YOUR GOAL:
Return the entries below word for word. No picture belongs in the copy.

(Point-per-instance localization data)
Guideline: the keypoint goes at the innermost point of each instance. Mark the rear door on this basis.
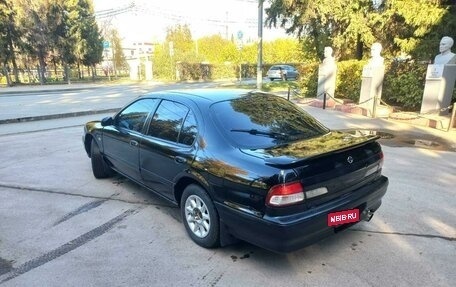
(121, 140)
(168, 147)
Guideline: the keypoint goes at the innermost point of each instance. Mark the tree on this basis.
(9, 35)
(338, 23)
(350, 27)
(118, 57)
(89, 42)
(181, 37)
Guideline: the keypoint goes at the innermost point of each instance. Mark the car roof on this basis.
(208, 95)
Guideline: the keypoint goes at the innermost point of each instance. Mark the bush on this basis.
(348, 81)
(308, 80)
(404, 85)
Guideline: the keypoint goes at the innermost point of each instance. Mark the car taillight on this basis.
(285, 194)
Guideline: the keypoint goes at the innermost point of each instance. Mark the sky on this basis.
(148, 19)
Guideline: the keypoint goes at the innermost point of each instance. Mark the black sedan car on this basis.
(241, 165)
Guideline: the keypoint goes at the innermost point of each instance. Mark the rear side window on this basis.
(134, 116)
(262, 121)
(173, 122)
(188, 133)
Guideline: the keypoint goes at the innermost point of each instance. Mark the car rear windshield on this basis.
(263, 121)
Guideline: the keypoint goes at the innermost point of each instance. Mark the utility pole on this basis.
(260, 45)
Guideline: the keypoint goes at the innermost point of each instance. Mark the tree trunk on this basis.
(359, 48)
(13, 56)
(8, 79)
(41, 70)
(67, 73)
(79, 71)
(55, 68)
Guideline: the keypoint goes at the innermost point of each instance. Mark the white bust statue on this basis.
(329, 59)
(445, 56)
(376, 60)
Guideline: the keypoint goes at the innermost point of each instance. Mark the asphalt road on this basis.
(61, 226)
(26, 103)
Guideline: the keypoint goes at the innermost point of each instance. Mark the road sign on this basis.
(240, 35)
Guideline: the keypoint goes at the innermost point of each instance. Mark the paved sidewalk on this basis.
(402, 129)
(47, 88)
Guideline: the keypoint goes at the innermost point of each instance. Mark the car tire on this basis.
(200, 217)
(100, 168)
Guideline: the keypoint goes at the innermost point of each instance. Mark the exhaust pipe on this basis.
(367, 215)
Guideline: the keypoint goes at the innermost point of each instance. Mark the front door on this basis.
(168, 147)
(121, 141)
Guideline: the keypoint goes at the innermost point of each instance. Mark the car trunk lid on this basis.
(337, 161)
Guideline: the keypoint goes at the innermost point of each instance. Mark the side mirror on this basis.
(108, 121)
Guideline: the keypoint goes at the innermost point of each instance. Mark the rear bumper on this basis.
(289, 233)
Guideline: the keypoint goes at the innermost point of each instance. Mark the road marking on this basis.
(67, 247)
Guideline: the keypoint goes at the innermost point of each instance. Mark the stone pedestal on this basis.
(371, 88)
(326, 80)
(438, 90)
(134, 69)
(149, 71)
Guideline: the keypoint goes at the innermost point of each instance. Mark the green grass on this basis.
(270, 86)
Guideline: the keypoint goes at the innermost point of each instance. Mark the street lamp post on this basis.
(260, 45)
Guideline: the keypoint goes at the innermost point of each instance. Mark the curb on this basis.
(21, 92)
(57, 116)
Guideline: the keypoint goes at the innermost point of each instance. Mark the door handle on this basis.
(180, 159)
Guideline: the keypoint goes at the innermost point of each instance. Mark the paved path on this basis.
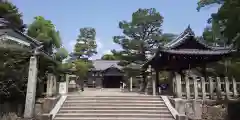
(105, 92)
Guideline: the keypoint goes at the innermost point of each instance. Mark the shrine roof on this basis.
(7, 29)
(197, 51)
(105, 64)
(187, 44)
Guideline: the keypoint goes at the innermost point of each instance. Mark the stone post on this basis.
(31, 88)
(130, 82)
(50, 85)
(67, 82)
(154, 83)
(54, 85)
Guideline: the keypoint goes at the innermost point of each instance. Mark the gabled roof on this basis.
(186, 36)
(7, 29)
(105, 64)
(187, 44)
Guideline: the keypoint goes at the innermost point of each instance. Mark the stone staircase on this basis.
(139, 107)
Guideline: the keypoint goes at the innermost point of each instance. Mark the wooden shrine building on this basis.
(184, 53)
(105, 74)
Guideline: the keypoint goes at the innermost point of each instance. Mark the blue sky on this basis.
(104, 15)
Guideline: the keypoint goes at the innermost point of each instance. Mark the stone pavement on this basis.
(105, 92)
(112, 104)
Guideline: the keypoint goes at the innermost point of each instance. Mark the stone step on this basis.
(113, 98)
(110, 118)
(140, 115)
(111, 108)
(163, 111)
(111, 101)
(115, 105)
(116, 96)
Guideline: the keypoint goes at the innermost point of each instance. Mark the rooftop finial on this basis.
(189, 30)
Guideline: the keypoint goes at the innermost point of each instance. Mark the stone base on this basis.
(49, 104)
(191, 108)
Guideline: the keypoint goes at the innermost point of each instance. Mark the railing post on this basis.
(203, 88)
(195, 86)
(187, 88)
(211, 88)
(219, 90)
(235, 93)
(227, 85)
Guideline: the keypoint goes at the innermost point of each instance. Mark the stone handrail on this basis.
(207, 89)
(176, 115)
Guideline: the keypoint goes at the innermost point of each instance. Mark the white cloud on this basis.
(99, 44)
(107, 52)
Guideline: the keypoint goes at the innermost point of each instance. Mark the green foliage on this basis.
(44, 31)
(141, 35)
(226, 19)
(86, 43)
(82, 68)
(10, 13)
(109, 57)
(61, 54)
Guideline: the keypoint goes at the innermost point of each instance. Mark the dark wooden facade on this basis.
(186, 52)
(105, 74)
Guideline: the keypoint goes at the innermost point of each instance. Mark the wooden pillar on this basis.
(31, 89)
(178, 85)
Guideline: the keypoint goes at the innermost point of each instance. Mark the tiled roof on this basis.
(104, 64)
(197, 51)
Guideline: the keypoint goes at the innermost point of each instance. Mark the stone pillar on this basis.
(50, 85)
(130, 86)
(67, 82)
(154, 83)
(54, 85)
(31, 88)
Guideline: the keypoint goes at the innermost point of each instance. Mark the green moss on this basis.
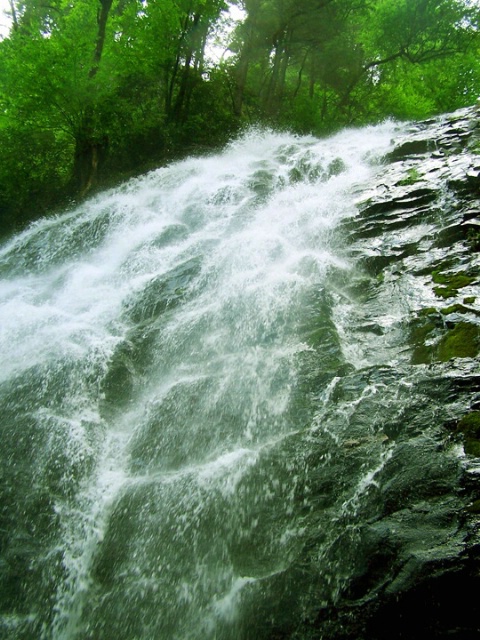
(413, 176)
(461, 342)
(469, 425)
(427, 311)
(452, 281)
(474, 507)
(444, 292)
(472, 447)
(454, 308)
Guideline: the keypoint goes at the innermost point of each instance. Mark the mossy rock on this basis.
(413, 176)
(452, 281)
(427, 325)
(472, 447)
(469, 425)
(462, 341)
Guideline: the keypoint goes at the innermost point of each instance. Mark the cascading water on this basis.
(191, 431)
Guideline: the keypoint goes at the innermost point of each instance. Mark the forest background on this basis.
(94, 91)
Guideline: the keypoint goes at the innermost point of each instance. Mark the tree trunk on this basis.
(90, 151)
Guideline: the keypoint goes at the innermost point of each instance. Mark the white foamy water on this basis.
(164, 325)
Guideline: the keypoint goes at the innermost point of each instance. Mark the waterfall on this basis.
(197, 416)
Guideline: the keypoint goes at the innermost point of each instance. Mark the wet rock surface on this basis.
(417, 238)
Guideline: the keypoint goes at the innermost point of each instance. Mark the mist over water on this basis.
(174, 421)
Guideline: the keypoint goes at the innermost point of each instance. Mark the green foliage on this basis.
(96, 89)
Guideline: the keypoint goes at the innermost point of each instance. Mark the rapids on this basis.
(202, 404)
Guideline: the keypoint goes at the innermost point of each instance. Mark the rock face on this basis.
(417, 239)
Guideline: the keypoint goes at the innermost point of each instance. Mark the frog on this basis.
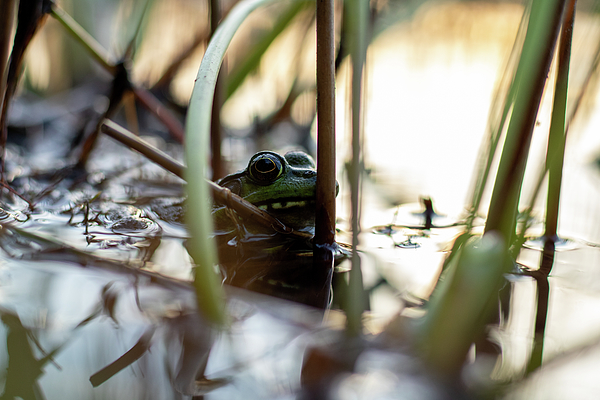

ANSWER SECTION:
Guideline: the keypoint goes at the innermost point of each instance. Mark the rear door on this basis.
(121, 140)
(168, 147)
Guideline: the keypoint goes at the innermost point of each instance. Mark the tree on this basis.
(9, 35)
(338, 23)
(350, 27)
(118, 57)
(89, 42)
(181, 37)
Guideline: the keypoint goes at the innermost point of each instance. Mark the car roof on this basis.
(208, 95)
Guideline: the keypoint goes at the innermost point of each instance. Mark the bush on this basis.
(348, 81)
(308, 80)
(404, 85)
Guideline: the keypoint goes at the innermost point of each instance. Mark the car taillight on this basis.
(285, 194)
Guideline: the keypoint goes at the innermost point of each instance. Mark the sky on this basis.
(148, 19)
Guideline: the keypoint goes at the innermost point of each instance. Mark the black sedan car on this basis.
(241, 165)
Guideline: the keypoint goes at the innermost point of each instance. Mark the rear side window on this basis.
(134, 116)
(262, 121)
(173, 122)
(188, 133)
Guideline: the keypoint goes at the innermost point of each instance. Mark the car rear windshield on this basis.
(263, 121)
Guideline: the keypoint goes at the innermost point of each instance. Mark the utility pole on this basis.
(260, 45)
Guideline: the keypoint goes at the innermost point of each instance. Mark the tree trunk on this basis.
(359, 48)
(13, 56)
(8, 79)
(41, 70)
(67, 73)
(79, 71)
(55, 68)
Guideline: the keypoint goes at the innermost point of each instance. Mark the white bust statue on this basis.
(329, 59)
(445, 56)
(376, 60)
Guideline: the keypoint goes at the innermost point of each instance. Mark the asphalt road on this basis.
(61, 226)
(26, 103)
Guideline: the keypoint goes at the innermost point of each instance. Mark the road sign on this basis.
(240, 35)
Guideline: the keypoint goes at the innermost point of each instance. Mark the paved sidewalk on this basis.
(402, 129)
(47, 88)
Guideline: the keypoint goes at the innermost point of each instance. Mark the car tire on this basis.
(200, 217)
(100, 168)
Guideline: the keypoint goes at the innermost point of each instance. Mark the exhaust pipe on this basis.
(367, 215)
Guideline: the keypoint goes at the innermost point of each instance. Mark the front door on this basis.
(168, 147)
(121, 141)
Guideline: the keypoint goes at the innermost point of each instance. Mark the car trunk lid on this basis.
(337, 161)
Guideline: the keypoint goes at the innermost point of each instance. Mark the side mirror on this basis.
(108, 121)
Guideline: the keypoint goes at the innermost point of each instance. Mark the rear bumper on this basis.
(289, 233)
Guideline: the keypoint goes at the innermost point of each instance. Mark the road marking on this basis.
(67, 247)
Guideline: the keypoint goes at the innermost point of each instance. Mark the stone pedestal on this basis.
(371, 88)
(326, 80)
(438, 90)
(134, 69)
(149, 71)
Guideline: the keypoint goes at the innermost point of each instance. Mark the green grass on this basis.
(270, 86)
Guideline: the keypoint goes at the innermost point of each instance. Mark the street lamp post on this basis.
(260, 45)
Guideline: the keypoint goes at the innermost point of each instance. Mark the curb on this basis.
(21, 92)
(57, 116)
Guideline: the keypoint goes at the innermost point of each instance. Mark the door handle on this basis.
(180, 159)
Guideline: the keypoint goes at the innermost point of each instance. Mark the paved path on this basis.
(105, 92)
Guideline: the keypoint goes at the innermost point of each instance. Mark the shrine roof on this basis.
(7, 29)
(197, 51)
(105, 64)
(187, 44)
Guideline: the keypoint goes at the innermost point of each instance. Mark the stone post on this basis.
(31, 88)
(130, 82)
(50, 85)
(67, 82)
(154, 83)
(54, 85)
Guideline: the keypoint goes at the innermost point of each instance. Mark the gabled roof on this basis.
(186, 36)
(7, 29)
(105, 64)
(187, 44)
Guideline: the keypoint goes at the innermost point of each instance. Mark the stone staircase on this basis.
(139, 107)
Guideline: the keypoint goes at the innermost point of each instance. Mark the wooden shrine building on this basis.
(184, 53)
(105, 74)
Guideline: the keypoint goes at the innermost point of each instance. Mark the blue sky on this basis.
(104, 15)
Guideline: the keypoint goes at the innermost point of each instance. Mark the stone pavement on this basis.
(105, 92)
(112, 104)
Guideline: the keypoint goes at the innermost point of each instance. Mark the stone step on this basis.
(113, 98)
(110, 118)
(140, 115)
(111, 108)
(163, 111)
(111, 101)
(115, 105)
(116, 96)
Guideline: the keypoint goes at the innermost point of each instance. Mark the rooftop finial on this basis.
(189, 30)
Guideline: the keypoint goes at the innermost point of each instance. Mark the stone base on this basis.
(49, 104)
(191, 108)
Guideline: the keypoint goes at the innermost point of each instance. Mark the railing post on this basis.
(203, 88)
(195, 86)
(187, 88)
(211, 88)
(219, 90)
(235, 93)
(227, 85)
Guideline: the keypoint goes at the innermost point of each instance. Mark the stone handrail on this basis.
(207, 89)
(176, 115)
Guideline: the keypoint goes at the innermost point of each instance. Mark the white cloud on this basis.
(99, 44)
(107, 52)
Guideline: the keypoint goes at the innermost point of each instance. Mark the green foliage on this basis.
(44, 31)
(141, 35)
(226, 19)
(86, 43)
(82, 68)
(10, 13)
(109, 57)
(61, 54)
Guideline: the keypoint goes at the innermost point of each instance. Mark the dark wooden facade on this basis.
(186, 52)
(105, 74)
Guideline: the keypoint goes at the innermost point of each instance. Mark the wooden pillar on this basis.
(31, 89)
(178, 85)
Guideline: the keypoint goes at the innermost point of each instance. Mark the tiled roof on this basis.
(104, 64)
(197, 51)
Guideline: the keypoint goes at the innermost point of each instance. Mark the stone pillar on this basis.
(50, 85)
(130, 86)
(67, 82)
(154, 83)
(54, 85)
(31, 88)
Guideline: the keypoint goes at the innermost point of each instance. Mark the green moss on this basis.
(413, 176)
(461, 342)
(469, 425)
(427, 311)
(452, 281)
(474, 507)
(444, 292)
(472, 447)
(454, 308)
Guideline: the keypoint goes at the innermost point of each instance. Mark the mossy rock on this basis.
(413, 176)
(452, 281)
(427, 325)
(472, 447)
(469, 425)
(462, 341)
Guideline: the keypoint goes at the innermost point of each instance. Mark the cascading water on this basis.
(191, 431)
Guideline: the keypoint goes at the innermost point of each instance. Mark the forest background on this basis.
(94, 91)
Guideline: the keypoint goes at the innermost point of each instance. Mark the tree trunk on this basis.
(90, 151)
Guideline: the keypoint goes at the innermost point of each instance. Mark the white foamy water on this basis.
(164, 325)
Guideline: the keypoint goes at the innermost point of each instance. Mark the waterfall on this basis.
(197, 416)
Guideline: the keypoint goes at the innermost point of each instance. Mark the wet rock surface on this basis.
(417, 238)
Guideline: the keypoint goes at the innermost point of each instance. Mark the mist over water on this basis.
(174, 421)
Guideline: the keypoint goes at the innermost point of each instance. Mark the green foliage on this basis.
(96, 89)
Guideline: the keypoint goes at the innermost point of each instance. Mark the rapids on this basis.
(202, 404)
Guideline: the keypoint goes at the innermost point of each instance. Mark the rock face on this basis.
(417, 239)
Guideline: the keypoint goes at the innermost point of each instance. Mark the frog on this basis.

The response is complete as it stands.